Supplied text:
** BEGIN **

Tuesday, February 19, 2008

AVCHD hoop jumping

We got a new Sony AVCHD video camera at the office - and the camera/video is fantastic! But the format is so new, it seems that only newer software/editing tools support it. Before you go out and get it, make sure you have the software to edit it! Could even be more than the camera itself!?! Here is some detailed info on AVCHD (Advanced Video Codec High Definition). The codec is now being used by Sony, Panasonic and Canon in their new HD cameras.

CoreAVC, a reasonably cheap($15?) and quick h.264 decoder for Windows, can decode AVCHD as well as a variety of other h.264 formats (info via doom9).

Some peeps are using this $30 converter for AVCHD (windows only).

Supposedly Mac supports AVCHD native with iLife 08 (via amazon). and FYI - the swiss army knife for Quicktime (Mac OS) is the Perian codec.

** END **

Supplied data:
** BEGIN **

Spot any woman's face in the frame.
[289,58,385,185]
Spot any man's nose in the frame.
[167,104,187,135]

** END **

Write out the entire AVCHD blog post word for word, with nothing left out or changed.

Tuesday, February 19, 2008

AVCHD hoop jumping

We got a new Sony AVCHD video camera at the office - and the camera/video is fantastic! But the format is so new, it seems that only newer software/editing tools support it. Before you go out and get it, make sure you have the software to edit it! Could even be more than the camera itself!?! Here is some detailed info on AVCHD (Advanced Video Codec High Definition). The codec is now being used by Sony, Panasonic and Canon in their new HD cameras.

CoreAVC, a reasonably cheap($15?) and quick h.264 decoder for Windows, can decode AVCHD as well as a variety of other h.264 formats (info via doom9).

Some peeps are using this $30 converter for AVCHD (windows only).

Supposedly Mac supports AVCHD native with iLife 08 (via amazon). and FYI - the swiss army knife for Quicktime (Mac OS) is the Perian codec.